Problem description — Reproduce the entries below exactly, from the very first line through the line containing "x=122 y=145", and stop after that line.

Data supplied —
════

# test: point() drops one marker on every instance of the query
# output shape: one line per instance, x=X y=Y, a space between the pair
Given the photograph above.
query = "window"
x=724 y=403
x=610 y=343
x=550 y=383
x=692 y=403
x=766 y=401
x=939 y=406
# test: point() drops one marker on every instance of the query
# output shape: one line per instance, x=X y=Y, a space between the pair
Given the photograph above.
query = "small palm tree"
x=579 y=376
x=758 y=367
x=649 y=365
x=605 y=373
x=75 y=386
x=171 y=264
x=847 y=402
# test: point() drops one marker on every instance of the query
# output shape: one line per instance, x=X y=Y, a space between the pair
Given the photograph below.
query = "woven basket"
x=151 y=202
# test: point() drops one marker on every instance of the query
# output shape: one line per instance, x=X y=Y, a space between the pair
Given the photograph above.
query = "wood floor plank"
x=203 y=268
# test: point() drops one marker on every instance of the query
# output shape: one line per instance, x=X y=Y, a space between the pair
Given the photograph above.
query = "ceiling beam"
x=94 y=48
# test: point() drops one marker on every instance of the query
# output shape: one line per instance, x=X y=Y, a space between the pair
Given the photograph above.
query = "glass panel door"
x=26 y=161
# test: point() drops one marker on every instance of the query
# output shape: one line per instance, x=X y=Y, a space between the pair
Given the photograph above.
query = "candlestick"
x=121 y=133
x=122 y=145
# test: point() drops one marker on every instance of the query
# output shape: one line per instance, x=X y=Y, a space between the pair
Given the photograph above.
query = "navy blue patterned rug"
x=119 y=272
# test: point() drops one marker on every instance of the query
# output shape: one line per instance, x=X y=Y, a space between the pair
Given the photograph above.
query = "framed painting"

════

Exercise answer —
# test: point() drops one marker on every instance of the query
# output shape: one line per instance, x=X y=Y, a space between the pair
Given the photograph above.
query = "window"
x=724 y=403
x=610 y=343
x=550 y=383
x=692 y=403
x=766 y=401
x=939 y=406
# test: point() drops one marker on every instance of the query
# output shape: one line per instance, x=X y=Y, a space between the pair
Given the photograph above.
query = "small palm tree"
x=579 y=376
x=758 y=367
x=649 y=365
x=605 y=373
x=75 y=386
x=171 y=264
x=847 y=402
# test: point() drops one marker on every instance of the query
# output shape: one line per instance, x=X y=Y, a space between the pair
Given the photograph below.
query = "woven basket"
x=151 y=202
# test: point() drops one marker on every instance of the query
# output shape: one line per instance, x=X y=Y, a space between the pair
Given the photograph above.
query = "wood floor plank"
x=203 y=268
# test: point() drops one marker on every instance of the query
# output shape: one line per instance, x=X y=Y, a space between the pair
Given the photograph above.
query = "ceiling beam"
x=94 y=48
# test: point() drops one marker on every instance of the query
# output shape: one line per instance, x=X y=Y, a space between the pair
Given the photograph above.
query = "glass panel door"
x=26 y=161
# test: point() drops one marker on every instance of the query
# output shape: one line per instance, x=X y=Y, a space between the pair
Given the photograph above.
query = "candlestick"
x=121 y=133
x=122 y=145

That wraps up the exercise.